• [BRIEF] Update the listing below by replacing "toilet base" with "toilet bowl" wherever it occurs, and reproduce every other line without alteration.

• [Data extracted from a collection]
###
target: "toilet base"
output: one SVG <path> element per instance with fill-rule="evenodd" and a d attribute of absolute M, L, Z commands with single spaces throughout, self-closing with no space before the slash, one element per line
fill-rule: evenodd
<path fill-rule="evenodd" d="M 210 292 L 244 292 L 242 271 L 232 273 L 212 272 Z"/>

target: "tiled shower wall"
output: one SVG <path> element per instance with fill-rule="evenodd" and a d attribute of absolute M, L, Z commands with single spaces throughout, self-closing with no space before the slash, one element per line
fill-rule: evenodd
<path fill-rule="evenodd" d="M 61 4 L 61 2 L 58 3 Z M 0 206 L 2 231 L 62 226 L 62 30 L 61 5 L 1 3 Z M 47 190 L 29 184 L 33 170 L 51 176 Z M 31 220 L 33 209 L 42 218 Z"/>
###
• [EXERCISE RESULT]
target: "toilet bowl"
output: one SVG <path> element per instance with fill-rule="evenodd" and a d attribute of absolute M, L, Z commands with single spaces throughout, self-closing with no space before the slash, one element per line
fill-rule: evenodd
<path fill-rule="evenodd" d="M 210 292 L 244 292 L 242 271 L 232 273 L 212 272 Z"/>

target: "tiled shower wall"
output: one SVG <path> element per instance with fill-rule="evenodd" and a d attribute of absolute M, L, Z commands with single spaces throughout, self-closing with no space before the slash, one element per line
fill-rule: evenodd
<path fill-rule="evenodd" d="M 61 4 L 61 2 L 58 3 Z M 0 206 L 2 231 L 62 226 L 62 30 L 61 5 L 1 3 Z M 47 190 L 29 184 L 33 170 L 51 176 Z M 31 220 L 33 209 L 42 218 Z"/>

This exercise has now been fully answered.